__Request__
Rescale the material starting at the line that contains "Each instance of the suv" and ending at the end of the material. Write out every one of those lines again, requests included, with each coordinate in the answers multiplied by 0.95 and rounded to a whole number, halves rounded up.

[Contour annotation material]
----------

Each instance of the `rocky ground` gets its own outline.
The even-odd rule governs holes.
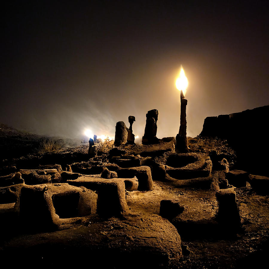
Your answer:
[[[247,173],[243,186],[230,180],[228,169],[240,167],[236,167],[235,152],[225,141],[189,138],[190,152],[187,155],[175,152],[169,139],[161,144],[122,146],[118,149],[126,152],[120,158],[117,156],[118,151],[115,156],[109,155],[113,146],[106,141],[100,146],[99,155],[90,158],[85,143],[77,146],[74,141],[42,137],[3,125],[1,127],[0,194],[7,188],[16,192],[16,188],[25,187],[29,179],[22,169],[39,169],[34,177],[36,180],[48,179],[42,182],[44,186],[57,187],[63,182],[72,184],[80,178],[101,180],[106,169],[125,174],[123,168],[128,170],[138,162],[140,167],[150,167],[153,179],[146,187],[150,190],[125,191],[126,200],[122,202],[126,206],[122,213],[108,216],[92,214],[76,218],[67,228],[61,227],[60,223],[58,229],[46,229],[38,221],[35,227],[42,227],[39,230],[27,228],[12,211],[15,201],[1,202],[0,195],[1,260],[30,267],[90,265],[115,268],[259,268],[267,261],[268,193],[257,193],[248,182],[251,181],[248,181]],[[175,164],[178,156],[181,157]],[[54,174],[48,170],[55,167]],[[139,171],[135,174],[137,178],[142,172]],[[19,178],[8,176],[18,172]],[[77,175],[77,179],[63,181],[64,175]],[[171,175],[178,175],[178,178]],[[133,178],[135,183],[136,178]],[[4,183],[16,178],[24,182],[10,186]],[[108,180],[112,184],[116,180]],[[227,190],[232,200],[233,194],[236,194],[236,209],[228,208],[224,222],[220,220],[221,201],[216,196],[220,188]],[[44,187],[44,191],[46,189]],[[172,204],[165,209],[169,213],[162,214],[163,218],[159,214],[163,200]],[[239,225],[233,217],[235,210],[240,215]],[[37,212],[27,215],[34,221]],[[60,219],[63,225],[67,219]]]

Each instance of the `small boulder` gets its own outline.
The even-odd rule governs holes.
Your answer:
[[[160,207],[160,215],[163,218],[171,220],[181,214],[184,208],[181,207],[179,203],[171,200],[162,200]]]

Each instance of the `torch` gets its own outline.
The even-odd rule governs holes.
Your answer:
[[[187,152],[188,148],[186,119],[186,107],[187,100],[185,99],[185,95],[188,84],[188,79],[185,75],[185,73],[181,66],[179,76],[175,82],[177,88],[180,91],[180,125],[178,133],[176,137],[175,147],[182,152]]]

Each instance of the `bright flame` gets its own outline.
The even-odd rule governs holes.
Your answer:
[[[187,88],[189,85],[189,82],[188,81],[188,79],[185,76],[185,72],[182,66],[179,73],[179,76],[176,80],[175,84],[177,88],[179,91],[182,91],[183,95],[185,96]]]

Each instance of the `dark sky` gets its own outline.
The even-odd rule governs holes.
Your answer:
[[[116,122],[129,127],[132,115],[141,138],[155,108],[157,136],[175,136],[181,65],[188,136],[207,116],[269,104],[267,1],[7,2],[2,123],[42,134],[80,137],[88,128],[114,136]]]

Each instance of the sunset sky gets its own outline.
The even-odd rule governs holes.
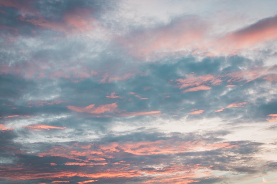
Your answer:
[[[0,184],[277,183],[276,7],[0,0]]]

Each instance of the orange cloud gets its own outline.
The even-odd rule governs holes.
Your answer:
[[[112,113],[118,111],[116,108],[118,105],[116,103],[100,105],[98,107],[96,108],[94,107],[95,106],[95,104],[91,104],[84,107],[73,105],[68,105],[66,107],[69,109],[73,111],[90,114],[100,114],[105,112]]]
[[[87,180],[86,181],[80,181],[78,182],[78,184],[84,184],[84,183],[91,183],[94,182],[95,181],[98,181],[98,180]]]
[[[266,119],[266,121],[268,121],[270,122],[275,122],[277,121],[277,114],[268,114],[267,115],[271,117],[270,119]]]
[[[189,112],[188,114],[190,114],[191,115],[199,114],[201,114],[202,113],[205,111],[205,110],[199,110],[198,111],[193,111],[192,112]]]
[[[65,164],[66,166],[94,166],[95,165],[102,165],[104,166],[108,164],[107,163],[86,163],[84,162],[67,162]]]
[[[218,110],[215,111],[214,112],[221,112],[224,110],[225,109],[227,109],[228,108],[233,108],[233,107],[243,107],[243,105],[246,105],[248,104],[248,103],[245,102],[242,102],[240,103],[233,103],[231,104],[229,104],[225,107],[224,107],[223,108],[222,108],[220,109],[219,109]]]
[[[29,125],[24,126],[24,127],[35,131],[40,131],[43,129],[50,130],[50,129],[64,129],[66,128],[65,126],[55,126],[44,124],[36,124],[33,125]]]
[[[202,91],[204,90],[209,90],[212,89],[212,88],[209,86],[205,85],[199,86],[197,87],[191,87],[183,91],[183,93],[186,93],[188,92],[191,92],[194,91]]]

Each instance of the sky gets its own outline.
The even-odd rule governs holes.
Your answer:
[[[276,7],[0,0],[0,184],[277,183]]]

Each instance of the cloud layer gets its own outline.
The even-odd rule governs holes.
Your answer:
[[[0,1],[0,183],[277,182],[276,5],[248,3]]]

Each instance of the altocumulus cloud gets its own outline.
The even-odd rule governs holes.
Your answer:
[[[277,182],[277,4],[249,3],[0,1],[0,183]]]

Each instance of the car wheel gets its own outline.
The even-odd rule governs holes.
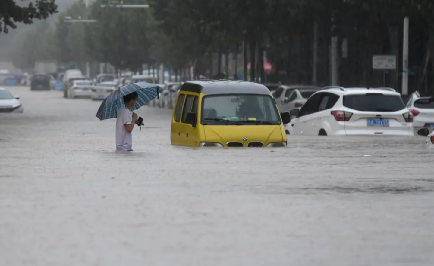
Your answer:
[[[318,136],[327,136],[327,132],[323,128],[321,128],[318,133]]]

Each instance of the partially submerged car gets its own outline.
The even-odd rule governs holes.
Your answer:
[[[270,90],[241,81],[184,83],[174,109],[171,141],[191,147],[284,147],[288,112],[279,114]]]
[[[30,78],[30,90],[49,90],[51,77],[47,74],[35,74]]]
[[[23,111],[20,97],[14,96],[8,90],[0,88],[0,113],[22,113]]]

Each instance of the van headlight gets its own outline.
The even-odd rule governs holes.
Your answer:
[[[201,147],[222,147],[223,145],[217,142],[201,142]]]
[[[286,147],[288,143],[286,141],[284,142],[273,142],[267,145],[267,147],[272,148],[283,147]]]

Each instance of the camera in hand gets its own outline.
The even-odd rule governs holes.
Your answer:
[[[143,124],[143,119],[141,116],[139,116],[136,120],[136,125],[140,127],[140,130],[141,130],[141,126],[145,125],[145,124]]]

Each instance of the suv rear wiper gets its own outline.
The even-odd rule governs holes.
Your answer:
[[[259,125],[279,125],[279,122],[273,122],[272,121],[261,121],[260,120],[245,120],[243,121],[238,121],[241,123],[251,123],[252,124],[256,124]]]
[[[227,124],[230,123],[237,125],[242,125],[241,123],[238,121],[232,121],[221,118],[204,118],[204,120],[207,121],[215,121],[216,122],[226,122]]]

----------

__Written response__
Each instance of the suv rear wiper gets its own outline.
The even-odd rule governs holes.
Your answer:
[[[246,119],[265,119],[265,116],[259,116],[258,115],[248,115],[247,114],[233,114],[231,115],[226,115],[229,117],[238,117],[239,118],[243,118]]]
[[[216,118],[219,117],[225,119],[230,119],[229,117],[226,115],[220,115],[210,112],[194,112],[194,114],[197,115],[204,115],[205,116],[215,116]]]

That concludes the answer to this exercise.